**Texto de origem:**

Um amigo abriu a janela do hotel onde está em Buenos Aires e deu de cara com o cemitério da Recoleta, do qual Borges falava tanto. E pensou em voz alta: "Tanto trabalho para acabar aí".
No rádio, em sentido contrário, uma nova música do Red Hot Chili Peppers garante que "we're gonna live forever", vamos todos viver para sempre. Certo. Olhando em volta e, sobretudo a partir do Brasil, tem-se exatamente a sensação oposta. E, agora que a vitória na Ásia já foi devidamente decantada, fica claro que não há exatamente razões para festejos.
Revirando os jornais à cata de uma boa notícia, encontra-se alianças espúrias, tiroteios, balas perdidas, a miséria crescente na América Latina. Na parte internacional, descubro que, da inseminação artificial de uma mulher e seu marido brancos, nasceram gêmeos negros na Inglaterra. É a única notícia da semana que me traz alguma esperança.
Divido um segredo com o leitor dessas mal traçadas. Toda vez em que me sinto meio deprimido com a realidade cotidiana, recorro a um remédio infalível. Ligo o vídeo e revejo "Il Sorpasso", título que foi (mal) traduzido no Brasil por "Aquele que Sabe Viver". O filme é uma tragicomédia extraordinária de Dino Risi, diretor italiano que será homenageado com uma retrospectiva no próximo Festival de Veneza.
Não sei se são o ótimo roteiro escrito em colaboração com Ettore Scola há exatos 40 anos, as atuações excepcionais de Vittorio Gassman e Jean-Louis Trintignant ou a direção inspirada de Risi que garantem a sobrevivência desse filme, de uma modernidade impressionante. Provavelmente todas as coisas juntas.

[Dados de expressões referenciais]
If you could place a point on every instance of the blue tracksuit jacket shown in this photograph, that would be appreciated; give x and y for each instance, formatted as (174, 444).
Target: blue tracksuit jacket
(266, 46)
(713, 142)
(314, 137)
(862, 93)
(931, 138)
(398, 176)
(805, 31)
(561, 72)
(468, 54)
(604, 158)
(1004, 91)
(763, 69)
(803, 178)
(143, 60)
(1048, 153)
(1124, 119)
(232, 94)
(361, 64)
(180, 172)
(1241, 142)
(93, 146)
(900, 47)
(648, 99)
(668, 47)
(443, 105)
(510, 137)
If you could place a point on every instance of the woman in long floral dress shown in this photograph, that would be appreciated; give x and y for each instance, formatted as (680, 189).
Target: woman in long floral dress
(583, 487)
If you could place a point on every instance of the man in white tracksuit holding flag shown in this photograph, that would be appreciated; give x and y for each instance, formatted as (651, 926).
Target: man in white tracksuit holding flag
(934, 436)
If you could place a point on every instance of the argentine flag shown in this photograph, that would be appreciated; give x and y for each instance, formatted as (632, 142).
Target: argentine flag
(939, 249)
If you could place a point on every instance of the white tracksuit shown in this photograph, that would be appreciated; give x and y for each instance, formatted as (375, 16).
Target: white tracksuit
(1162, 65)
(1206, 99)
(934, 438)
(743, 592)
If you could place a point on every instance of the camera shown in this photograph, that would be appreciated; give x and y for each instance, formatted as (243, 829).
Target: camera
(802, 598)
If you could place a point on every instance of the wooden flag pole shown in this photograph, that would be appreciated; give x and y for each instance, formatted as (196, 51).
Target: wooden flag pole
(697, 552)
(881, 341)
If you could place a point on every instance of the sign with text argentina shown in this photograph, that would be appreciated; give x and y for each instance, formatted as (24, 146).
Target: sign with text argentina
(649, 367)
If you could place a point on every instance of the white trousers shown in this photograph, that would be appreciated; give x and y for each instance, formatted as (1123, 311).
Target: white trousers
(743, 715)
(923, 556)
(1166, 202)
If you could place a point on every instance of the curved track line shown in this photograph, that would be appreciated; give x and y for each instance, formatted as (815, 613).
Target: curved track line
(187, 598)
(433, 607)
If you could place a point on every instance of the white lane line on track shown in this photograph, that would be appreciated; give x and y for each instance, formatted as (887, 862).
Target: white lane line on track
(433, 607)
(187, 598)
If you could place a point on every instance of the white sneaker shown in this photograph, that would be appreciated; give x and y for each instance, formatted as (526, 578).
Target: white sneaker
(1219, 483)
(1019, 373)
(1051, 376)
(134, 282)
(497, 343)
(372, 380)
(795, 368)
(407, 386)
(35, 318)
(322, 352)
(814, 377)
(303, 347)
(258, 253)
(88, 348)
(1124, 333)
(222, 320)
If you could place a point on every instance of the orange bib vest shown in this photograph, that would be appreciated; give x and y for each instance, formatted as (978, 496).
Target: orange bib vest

**Tarefa proposta 1:** Transcreva, do texto sobre "Il Sorpasso", o trecho que vai de "No rádio, em" até "traz alguma esperança.".
**Tarefa proposta 2:** Passe para o inglês esta frase do texto sobre "Il Sorpasso": "É a única notícia da semana que me traz alguma esperança."
**Tarefa proposta 3:** Prossiga com o texto sobre "Il Sorpasso" a partir da última frase apresentada.

**Resposta escrita 1:**
No rádio, em sentido contrário, uma nova música do Red Hot Chili Peppers garante que "we're gonna live forever", vamos todos viver para sempre. Certo. Olhando em volta e, sobretudo a partir do Brasil, tem-se exatamente a sensação oposta. E, agora que a vitória na Ásia já foi devidamente decantada, fica claro que não há exatamente razões para festejos.
Revirando os jornais à cata de uma boa notícia, encontra-se alianças espúrias, tiroteios, balas perdidas, a miséria crescente na América Latina. Na parte internacional, descubro que, da inseminação artificial de uma mulher e seu marido brancos, nasceram gêmeos negros na Inglaterra. É a única notícia da semana que me traz alguma esperança.

**Resposta escrita 2:** It is the only news of the week that gives me any hope.

**Resposta escrita 3:**
Em italiano, "Il Sorpasso" significa "A Ultrapassagem". O título contém o filme como um todo. Tudo no filme de Risi tem a ver com a idéia de ultrapassar, superar os dogmas da Itália do início dos anos 60, a da Dolce Vita.
Gassman vive Bruno, um charlatão machista e seguro de si, quadragenário que manteve um pé na adolescência. Trintignant interpreta Roberto, um estudante tímido, de uma seriedade doentia. Tudo os separa, o que torna o confronto entre os dois divertidíssimo. Bruno é irreflexivo e consumista, apaixonado por velocidade e carros conversíveis. Roberto é cartesiano, mal sabe dirigir, desconhece a moda e as danças do momento. O primeiro tenta ser desesperadamente moderno, o segundo parece fora de sintonia com a superficialidade de seu tempo.
Bruno e Roberto se encontram por acaso num dia de verão em Roma. O primeiro convence o segundo a acompanhá-lo em uma viagem através da Itália. O objetivo da empreitada, segundo Bruno, é nobre: conquistar mulheres e viver emoções imediatas. Começa um inesperado percurso iniciático, uma incursão em um país onde o bem-estar é apenas aparente.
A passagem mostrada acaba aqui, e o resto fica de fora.